-- START --
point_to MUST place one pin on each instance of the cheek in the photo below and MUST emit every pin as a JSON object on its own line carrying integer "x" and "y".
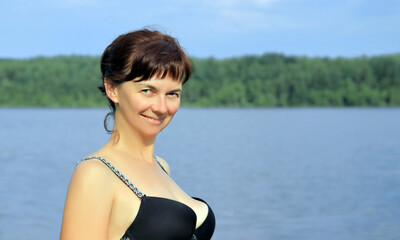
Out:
{"x": 173, "y": 107}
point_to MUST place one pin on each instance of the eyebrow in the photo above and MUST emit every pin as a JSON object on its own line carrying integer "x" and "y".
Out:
{"x": 152, "y": 87}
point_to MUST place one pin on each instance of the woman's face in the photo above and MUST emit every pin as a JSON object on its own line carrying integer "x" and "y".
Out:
{"x": 148, "y": 106}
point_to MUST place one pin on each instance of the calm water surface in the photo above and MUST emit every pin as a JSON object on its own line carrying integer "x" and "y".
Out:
{"x": 267, "y": 173}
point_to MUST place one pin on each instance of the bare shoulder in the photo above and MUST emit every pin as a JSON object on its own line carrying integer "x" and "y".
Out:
{"x": 164, "y": 164}
{"x": 89, "y": 201}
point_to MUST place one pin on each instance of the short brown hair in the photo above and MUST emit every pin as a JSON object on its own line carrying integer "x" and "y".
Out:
{"x": 142, "y": 55}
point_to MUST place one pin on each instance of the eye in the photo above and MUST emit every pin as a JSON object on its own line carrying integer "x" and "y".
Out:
{"x": 174, "y": 94}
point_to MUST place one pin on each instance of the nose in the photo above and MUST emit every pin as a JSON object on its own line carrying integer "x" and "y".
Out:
{"x": 160, "y": 105}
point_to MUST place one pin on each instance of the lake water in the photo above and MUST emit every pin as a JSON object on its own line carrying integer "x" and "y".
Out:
{"x": 301, "y": 173}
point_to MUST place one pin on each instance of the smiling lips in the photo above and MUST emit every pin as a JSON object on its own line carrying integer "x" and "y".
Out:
{"x": 153, "y": 120}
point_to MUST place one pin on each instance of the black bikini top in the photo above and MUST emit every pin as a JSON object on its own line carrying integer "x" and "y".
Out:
{"x": 162, "y": 218}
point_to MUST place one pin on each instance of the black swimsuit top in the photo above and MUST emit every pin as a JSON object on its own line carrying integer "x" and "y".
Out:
{"x": 162, "y": 218}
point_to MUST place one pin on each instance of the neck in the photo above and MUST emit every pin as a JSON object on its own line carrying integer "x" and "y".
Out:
{"x": 129, "y": 141}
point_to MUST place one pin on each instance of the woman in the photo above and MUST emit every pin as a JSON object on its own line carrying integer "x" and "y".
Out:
{"x": 122, "y": 191}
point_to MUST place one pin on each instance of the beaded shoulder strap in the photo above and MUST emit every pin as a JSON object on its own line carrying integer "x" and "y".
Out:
{"x": 159, "y": 163}
{"x": 118, "y": 173}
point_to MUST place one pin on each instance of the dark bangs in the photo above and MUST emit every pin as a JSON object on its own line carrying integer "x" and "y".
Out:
{"x": 161, "y": 58}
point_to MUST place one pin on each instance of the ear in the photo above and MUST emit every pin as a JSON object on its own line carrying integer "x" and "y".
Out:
{"x": 111, "y": 90}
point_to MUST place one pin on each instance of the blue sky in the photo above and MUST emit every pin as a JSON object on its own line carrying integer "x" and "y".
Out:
{"x": 218, "y": 28}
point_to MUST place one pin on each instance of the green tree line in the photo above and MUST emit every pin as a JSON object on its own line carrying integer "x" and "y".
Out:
{"x": 267, "y": 80}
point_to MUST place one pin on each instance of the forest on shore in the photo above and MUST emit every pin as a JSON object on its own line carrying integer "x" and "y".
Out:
{"x": 273, "y": 80}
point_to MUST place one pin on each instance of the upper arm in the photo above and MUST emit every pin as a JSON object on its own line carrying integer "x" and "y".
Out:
{"x": 88, "y": 204}
{"x": 164, "y": 164}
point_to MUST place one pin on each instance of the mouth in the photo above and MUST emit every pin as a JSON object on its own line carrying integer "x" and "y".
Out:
{"x": 152, "y": 120}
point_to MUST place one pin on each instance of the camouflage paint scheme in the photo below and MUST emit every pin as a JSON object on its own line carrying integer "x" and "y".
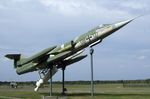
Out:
{"x": 64, "y": 55}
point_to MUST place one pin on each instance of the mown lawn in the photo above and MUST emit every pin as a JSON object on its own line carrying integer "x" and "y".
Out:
{"x": 103, "y": 91}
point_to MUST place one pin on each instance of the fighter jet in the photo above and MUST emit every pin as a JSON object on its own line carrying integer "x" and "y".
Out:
{"x": 48, "y": 61}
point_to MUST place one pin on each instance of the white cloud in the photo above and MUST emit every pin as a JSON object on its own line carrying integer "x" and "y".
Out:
{"x": 135, "y": 5}
{"x": 82, "y": 7}
{"x": 141, "y": 57}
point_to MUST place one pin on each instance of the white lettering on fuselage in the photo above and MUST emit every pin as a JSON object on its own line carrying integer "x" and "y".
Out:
{"x": 94, "y": 36}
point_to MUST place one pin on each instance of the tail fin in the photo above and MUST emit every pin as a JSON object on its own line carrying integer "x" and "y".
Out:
{"x": 15, "y": 57}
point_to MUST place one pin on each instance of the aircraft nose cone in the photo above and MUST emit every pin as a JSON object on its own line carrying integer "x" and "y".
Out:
{"x": 122, "y": 23}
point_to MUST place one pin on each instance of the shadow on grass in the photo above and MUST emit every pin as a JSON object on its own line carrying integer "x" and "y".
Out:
{"x": 98, "y": 94}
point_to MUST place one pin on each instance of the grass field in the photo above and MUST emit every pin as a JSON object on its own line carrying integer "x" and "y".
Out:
{"x": 102, "y": 91}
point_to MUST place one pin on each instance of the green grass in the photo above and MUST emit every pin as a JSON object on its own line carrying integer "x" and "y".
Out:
{"x": 102, "y": 91}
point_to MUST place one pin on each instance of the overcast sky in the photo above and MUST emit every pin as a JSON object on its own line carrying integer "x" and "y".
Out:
{"x": 28, "y": 26}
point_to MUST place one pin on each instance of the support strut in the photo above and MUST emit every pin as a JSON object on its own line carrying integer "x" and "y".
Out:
{"x": 92, "y": 86}
{"x": 63, "y": 80}
{"x": 51, "y": 89}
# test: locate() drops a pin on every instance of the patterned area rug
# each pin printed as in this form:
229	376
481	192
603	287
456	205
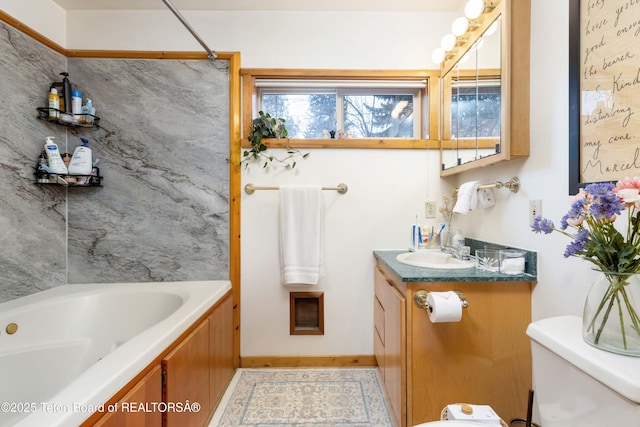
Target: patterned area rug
303	397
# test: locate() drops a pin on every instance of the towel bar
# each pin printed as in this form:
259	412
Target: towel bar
251	188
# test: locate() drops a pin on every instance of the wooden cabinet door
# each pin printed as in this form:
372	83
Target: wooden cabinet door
-- END --
Task goal ▸ The records above are to be quoted exactly, with all pictures left out.

Exercise output ▸
point_to MUST place one pin on each instance of the cheek in the photo below and MUST emit every pin as a JSON object on its own line carrying integer "x" and "y".
Out:
{"x": 173, "y": 107}
point_to MUST place one pin on each instance of the eyebrow in the photo above and MUST emit every pin as a JSON object on its own line carrying integer "x" and "y".
Out:
{"x": 152, "y": 87}
point_to MUST place one pin on each instance of the woman's face in the photo above and MUST emit every pin as a JSON object on its own line carrying integer "x" and "y".
Out:
{"x": 148, "y": 106}
point_to MUST place one pin on each instance of the calm water surface in the photo above and MUST emit every pin as a JSON object on its own line carrying integer "x" and "y".
Out:
{"x": 267, "y": 173}
point_to MUST place one pin on each instance of the bare shoulder in the photo above and MUST emit every pin as a JSON object on its own line carrying integer "x" and "y".
Out:
{"x": 164, "y": 164}
{"x": 89, "y": 201}
point_to MUST place one pin on each instance of the short brown hair in the photo above and MUST emit every pin as a JSON object on its own line carrying integer "x" and "y".
Out:
{"x": 142, "y": 55}
point_to MUST place one pin on each instance of the eye in the photo above and MUST emit every pin as a JSON object on its own line carrying integer "x" and "y".
Out:
{"x": 174, "y": 94}
point_to MUST place one pin on each instance of the nose in the photo above and MUST emit every pin as a JSON object on its own line carrying integer "x" and "y".
Out:
{"x": 160, "y": 105}
point_to MUST place one pin on each instance of the lake water in the photo above and MUST emit every pin as a JSON object on its own line carrying integer "x" and "y".
Out:
{"x": 301, "y": 173}
point_to MUST place one pin on each instance of the smiling lips in the photo above and MUST emit every pin as a JSON object on its own line carrying integer "x" and "y".
Out:
{"x": 153, "y": 120}
point_to MUST place one pin on each instance of the black bikini top in the photo above and MUST emit every pin as a JSON object on its own line carrying integer "x" and "y".
Out:
{"x": 162, "y": 218}
point_to MUST place one pin on each instance of the black swimsuit top in the photo above and MUST emit every pin as a JSON object on its own line carrying integer "x" and "y".
Out:
{"x": 162, "y": 218}
point_to MUST place one pin on each instance of the neck in the photo above and MUST emit every pin as a JSON object on its own line carrying integer "x" and "y".
Out:
{"x": 129, "y": 141}
point_to MUST place one pin on each instance of the woman in the photo above and MUST emit every pin as a JSON object on its own line carrying integer "x" and "y".
Out:
{"x": 122, "y": 191}
point_to MUST place one pin on each instance of the beaded shoulder strap in the photo above and MUST emit every pin as a JSON object on its own line carrying integer "x" and "y".
Out:
{"x": 159, "y": 163}
{"x": 118, "y": 173}
point_to MUST place one pin on each instance of the dark bangs in the photo above and MUST emit every pin as a JSON object on its own line carrying integer "x" and "y".
Out:
{"x": 161, "y": 58}
point_to MUST place one pin on each instance of the ear in the photo above and MUST emit every pin as a JSON object on its own line carrying integer "x" and "y".
Out:
{"x": 111, "y": 90}
point_to MUST place one pin on each instance of the blue sky in the photo above and MUST emit every pin as a JSON object on its own line carrying integer "x" and "y".
Out:
{"x": 218, "y": 28}
point_to MUST place one pin on each instance of the green tree line in the photo above and MUST emit every pin as a JSON object on its own line carrying integer "x" and "y".
Out:
{"x": 267, "y": 80}
point_to MUST place one pin on each instance of the forest on shore in the photo above and MUST emit every pin as a JSON object on its own line carrying integer "x" and "y".
Out:
{"x": 273, "y": 80}
point_to MUST place one pin on each instance of the upper arm in the photo above and MUST emit every pin as a JSON object on its own line carrying integer "x" and "y".
Out:
{"x": 88, "y": 204}
{"x": 164, "y": 164}
point_to MUST place one pin on each instance of the mouth in the photo above and MUST emit every pin as a JSON object on its own line carrying integer "x" and "y".
Out:
{"x": 152, "y": 120}
point_to MUST place one pin on each instance of the camouflage paint scheme in the photo below and MUST emit every pin as a JSON object on its own line carrying integer "x" and "y".
Out:
{"x": 64, "y": 55}
point_to MUST place one pin on each instance of the mown lawn in the photo above and MUST emit every pin as a JSON object on its own line carrying integer "x" and "y".
Out:
{"x": 103, "y": 91}
point_to MUST place one pin on each instance of the fighter jet in the photo above and MUST emit every pin as a JSON object on its own line carrying integer "x" and "y".
Out:
{"x": 48, "y": 61}
point_to MUST place one pin on each instance of the white cloud in the photo above and MUST emit every pin as a JSON object on its own line carrying integer "x" and "y".
Out:
{"x": 135, "y": 5}
{"x": 82, "y": 7}
{"x": 141, "y": 57}
point_to MUST place one pin on each instance of the white lettering on fuselage in the photo above and MUST emit every pin as a JSON object on its own line carrying integer "x" and "y".
Out:
{"x": 94, "y": 36}
point_to MUST place one pin on each instance of the tail fin in the photo above and MUST emit every pin as a JSON object on its own line carrying integer "x" and "y".
Out:
{"x": 15, "y": 57}
point_to MUST place one pin on each instance of the aircraft nose cone in the photo above and MUST emit every pin as a JSON object on its own line carrying integer "x" and "y".
Out:
{"x": 122, "y": 23}
point_to MUST place one pin on each instance of the shadow on grass in the photo above and MUST emit every pin as a JSON object on its own line carrying integer "x" and "y".
Out:
{"x": 98, "y": 94}
point_to MUST place one pin on each instance of the grass field in the photo above and MUST emit every pin as a JSON object on its own line carrying integer "x" and "y".
Out:
{"x": 102, "y": 91}
point_to MUST place one pin on each instance of the green grass in the photo above and MUST emit every pin as a JSON object on its own line carrying integer "x" and "y".
Out:
{"x": 102, "y": 91}
point_to MUST place one pin on each instance of the overcast sky in the photo above and MUST emit every pin as a JSON object on its own line carrying integer "x" and "y".
Out:
{"x": 28, "y": 26}
point_to MUST place one pin on each instance of the support strut in the photo above and MUST emit every pin as a JSON object on its own line carrying integer "x" and "y".
Out:
{"x": 92, "y": 86}
{"x": 63, "y": 80}
{"x": 51, "y": 89}
# test: locate() drops a pin on every instance of the patterned area rug
# each pin printed as in this form:
229	376
481	192
603	287
456	205
Target: patterned area rug
303	397
# test: locate() drops a pin on every instance of the towel bar
# each pin printed as in this form:
259	412
Target: towel bar
251	188
# test: locate() drops a pin on every instance of the wooden cabinet door
# each pin printed as in this form:
372	83
Target: wooden cabinet door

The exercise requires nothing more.